*ЗАДАНИЕ*
Продолжите отрывок о палеогеополитике, начав сразу после его последнего предложения.

*ИСХОДНЫЙ ОТРЫВОК*
Именно в связи с тем, что мы не обнаружили в литературе дисциплинарного вычленения этой проблематики в отдельную предметную область внутри геополитики, считаем не просто оправданным, а весьма перспективным выделение отдельного направления историко-геополитических исследований “палеогеополитика”. Цель настоящего исследования не только и не столько в предложении новой терминологической и теоретической конструкции, сколько в апробации связанной с ней методологии прикладного ПИ. Предметом исследования при таком подходе становятся реальные геополитические явления и процессы, существовавшие в определенном историческом периоде и месте, а творчество конкретного автора (включая его возможную общественную деятельность) – лишь объект и материал для выявления и поиска метрик таких процессов.

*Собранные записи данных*
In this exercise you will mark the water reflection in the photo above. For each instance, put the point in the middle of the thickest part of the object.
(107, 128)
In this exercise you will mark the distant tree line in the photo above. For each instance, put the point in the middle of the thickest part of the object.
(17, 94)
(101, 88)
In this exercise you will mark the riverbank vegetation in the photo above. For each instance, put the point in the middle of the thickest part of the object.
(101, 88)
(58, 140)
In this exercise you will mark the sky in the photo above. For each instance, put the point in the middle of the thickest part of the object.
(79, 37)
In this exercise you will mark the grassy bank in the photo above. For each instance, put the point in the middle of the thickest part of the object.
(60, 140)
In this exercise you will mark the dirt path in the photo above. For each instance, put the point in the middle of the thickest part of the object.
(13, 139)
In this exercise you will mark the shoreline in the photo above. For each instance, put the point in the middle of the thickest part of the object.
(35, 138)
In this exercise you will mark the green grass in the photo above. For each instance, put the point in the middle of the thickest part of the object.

*РЕЗУЛЬТАТ УПРАЖНЕНИЯ*
МЕТОДИКА ИССЛЕДОВАНИЯ

Материалом для ПИ может быть произведение любого исторического периода и литературного направления, принадлежащее к любому из родов литературы (эпос, лирика, драма) при учете их родовых особенностей (меры их социальной мифологичности, социального заказа, сознательно смоделированных автором геополитических представлений и т.п.). ПИ предполагает предварительное выяснение того, насколько сильной была взаимосвязь между литературой и общественной жизнью в изучаемый исторический период и в конкретной стране (месте), а также – насколько актуальна эта связь непосредственно для выбранного автора.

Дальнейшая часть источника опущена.